REQUIREMENT – Below are some entries. Reproduce them word for word.

::::::::

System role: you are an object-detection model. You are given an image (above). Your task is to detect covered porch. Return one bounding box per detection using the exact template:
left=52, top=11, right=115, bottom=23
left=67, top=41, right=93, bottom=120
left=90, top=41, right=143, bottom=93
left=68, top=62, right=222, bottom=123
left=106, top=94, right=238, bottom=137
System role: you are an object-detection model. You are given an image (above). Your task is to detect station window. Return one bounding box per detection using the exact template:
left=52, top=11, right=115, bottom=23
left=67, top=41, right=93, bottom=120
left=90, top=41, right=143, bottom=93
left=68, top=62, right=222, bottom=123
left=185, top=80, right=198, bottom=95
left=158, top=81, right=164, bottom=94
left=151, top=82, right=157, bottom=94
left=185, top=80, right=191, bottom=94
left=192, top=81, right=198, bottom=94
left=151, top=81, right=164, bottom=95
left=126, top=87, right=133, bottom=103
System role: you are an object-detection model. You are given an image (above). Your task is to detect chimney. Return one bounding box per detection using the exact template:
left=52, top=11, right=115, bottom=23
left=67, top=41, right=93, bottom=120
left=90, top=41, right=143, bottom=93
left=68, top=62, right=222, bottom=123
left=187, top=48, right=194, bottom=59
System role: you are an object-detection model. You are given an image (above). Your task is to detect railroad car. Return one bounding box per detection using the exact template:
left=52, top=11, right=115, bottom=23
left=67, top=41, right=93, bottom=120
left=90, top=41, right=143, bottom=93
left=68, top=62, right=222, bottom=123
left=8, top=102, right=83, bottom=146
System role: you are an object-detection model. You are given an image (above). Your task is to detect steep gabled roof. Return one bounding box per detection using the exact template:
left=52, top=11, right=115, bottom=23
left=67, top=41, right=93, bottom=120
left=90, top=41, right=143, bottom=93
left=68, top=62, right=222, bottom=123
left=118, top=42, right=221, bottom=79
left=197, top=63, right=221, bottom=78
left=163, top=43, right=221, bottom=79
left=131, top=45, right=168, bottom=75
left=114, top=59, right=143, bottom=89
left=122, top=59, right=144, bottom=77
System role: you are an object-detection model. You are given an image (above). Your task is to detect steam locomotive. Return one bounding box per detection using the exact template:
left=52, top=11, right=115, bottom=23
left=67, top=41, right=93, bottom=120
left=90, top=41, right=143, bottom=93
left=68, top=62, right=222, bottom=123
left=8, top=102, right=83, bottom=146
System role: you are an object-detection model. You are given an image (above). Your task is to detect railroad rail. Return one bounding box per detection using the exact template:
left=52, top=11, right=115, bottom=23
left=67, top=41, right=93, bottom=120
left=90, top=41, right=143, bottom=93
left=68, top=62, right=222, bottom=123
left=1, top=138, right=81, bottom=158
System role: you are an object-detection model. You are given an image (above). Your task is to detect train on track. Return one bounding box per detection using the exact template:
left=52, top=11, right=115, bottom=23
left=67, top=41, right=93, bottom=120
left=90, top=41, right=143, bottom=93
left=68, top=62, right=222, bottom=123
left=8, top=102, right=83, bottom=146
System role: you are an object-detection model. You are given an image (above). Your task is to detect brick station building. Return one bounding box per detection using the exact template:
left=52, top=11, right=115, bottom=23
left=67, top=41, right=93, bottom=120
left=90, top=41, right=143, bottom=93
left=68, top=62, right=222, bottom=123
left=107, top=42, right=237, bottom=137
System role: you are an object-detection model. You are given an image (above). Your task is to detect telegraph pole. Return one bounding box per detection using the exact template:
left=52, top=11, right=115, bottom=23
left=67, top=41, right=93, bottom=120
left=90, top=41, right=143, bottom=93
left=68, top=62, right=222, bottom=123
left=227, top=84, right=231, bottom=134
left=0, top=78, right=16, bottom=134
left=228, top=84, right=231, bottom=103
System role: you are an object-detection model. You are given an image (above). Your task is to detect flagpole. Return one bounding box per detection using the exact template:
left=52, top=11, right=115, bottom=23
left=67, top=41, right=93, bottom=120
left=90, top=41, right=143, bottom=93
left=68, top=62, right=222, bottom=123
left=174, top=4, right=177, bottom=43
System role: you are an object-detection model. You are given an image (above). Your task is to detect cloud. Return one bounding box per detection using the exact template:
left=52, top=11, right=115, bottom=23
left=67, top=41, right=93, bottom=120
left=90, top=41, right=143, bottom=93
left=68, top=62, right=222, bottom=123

::::::::

SOLUTION –
System role: you are an object-detection model. You are given an image (above). Your task is to detect covered porch. Return one bounding box per detection using the exact template:
left=52, top=11, right=115, bottom=23
left=67, top=41, right=93, bottom=120
left=90, top=41, right=143, bottom=93
left=68, top=62, right=222, bottom=123
left=106, top=94, right=238, bottom=137
System role: you are an object-detection model. You are given an image (above). Your task is to detect station window. Return one bounding box per detection using the exact template:
left=52, top=11, right=115, bottom=23
left=67, top=41, right=93, bottom=120
left=90, top=41, right=143, bottom=93
left=68, top=62, right=222, bottom=123
left=185, top=80, right=198, bottom=95
left=158, top=81, right=164, bottom=94
left=151, top=82, right=157, bottom=94
left=185, top=80, right=191, bottom=94
left=192, top=81, right=198, bottom=94
left=151, top=81, right=164, bottom=95
left=126, top=87, right=133, bottom=103
System role: you are an object-detection model. You are given an image (above). Your task is to detect chimney. Return one bounding box per detection using the exact template:
left=52, top=11, right=115, bottom=23
left=67, top=41, right=93, bottom=120
left=90, top=41, right=143, bottom=93
left=68, top=62, right=222, bottom=123
left=187, top=48, right=194, bottom=59
System role: you are an object-detection model. You are given an image (above). Your task is to detect railroad car. Return one bounding box per detection using the exact template:
left=52, top=11, right=115, bottom=23
left=67, top=41, right=93, bottom=120
left=90, top=41, right=143, bottom=93
left=68, top=62, right=222, bottom=123
left=8, top=102, right=83, bottom=146
System role: you are an object-detection model. You are given an image (above). Your task is to detect steep gabled roof. Return one bounding box per detection using the exact template:
left=52, top=11, right=115, bottom=23
left=67, top=41, right=93, bottom=120
left=90, top=41, right=143, bottom=93
left=68, top=62, right=222, bottom=123
left=118, top=42, right=221, bottom=79
left=197, top=63, right=221, bottom=78
left=163, top=43, right=221, bottom=79
left=131, top=45, right=168, bottom=75
left=114, top=59, right=143, bottom=89
left=122, top=59, right=144, bottom=77
System role: you are an object-detection model. You are given an image (above). Your task is to detect steam locomotive. Return one bounding box per detection using the exact template:
left=52, top=11, right=115, bottom=23
left=67, top=41, right=93, bottom=120
left=90, top=41, right=143, bottom=93
left=68, top=62, right=222, bottom=123
left=8, top=102, right=83, bottom=146
System role: you are an object-detection model. You are given an image (above). Your task is to detect railroad rail. Return one bounding box per detection using the exact template:
left=52, top=11, right=115, bottom=23
left=67, top=41, right=93, bottom=120
left=90, top=41, right=143, bottom=93
left=68, top=62, right=222, bottom=123
left=1, top=138, right=81, bottom=158
System role: you are an object-detection model. You are given an image (above). Your task is to detect train on track. Return one bounding box per detection using the exact template:
left=52, top=11, right=115, bottom=23
left=67, top=41, right=93, bottom=120
left=90, top=41, right=143, bottom=93
left=68, top=62, right=222, bottom=123
left=8, top=102, right=83, bottom=146
System role: you are an object-detection model. You are given an image (above). Your task is to detect brick station building. Return one bounding box per detection using the exact template:
left=52, top=11, right=115, bottom=23
left=67, top=41, right=93, bottom=120
left=90, top=41, right=143, bottom=93
left=68, top=62, right=222, bottom=123
left=107, top=42, right=237, bottom=137
System role: you are an object-detection model. You are given an image (above). Your task is to detect telegraph pole. Return one bounding box per detection using the exact template:
left=52, top=11, right=115, bottom=23
left=67, top=41, right=93, bottom=120
left=90, top=41, right=143, bottom=93
left=68, top=62, right=222, bottom=123
left=227, top=84, right=231, bottom=134
left=0, top=78, right=16, bottom=134
left=228, top=84, right=231, bottom=103
System role: you are an object-detection model. You are given an image (above). Your task is to detect flagpole. Return one bounding box per detection using the exact template:
left=52, top=11, right=115, bottom=23
left=67, top=41, right=93, bottom=120
left=90, top=41, right=143, bottom=93
left=68, top=62, right=222, bottom=123
left=174, top=4, right=177, bottom=43
System role: you are an object-detection model. You are given an image (above). Your task is to detect cloud. Return one bounding box per detection using the exact template:
left=52, top=11, right=115, bottom=23
left=67, top=41, right=93, bottom=120
left=90, top=41, right=143, bottom=93
left=68, top=62, right=222, bottom=123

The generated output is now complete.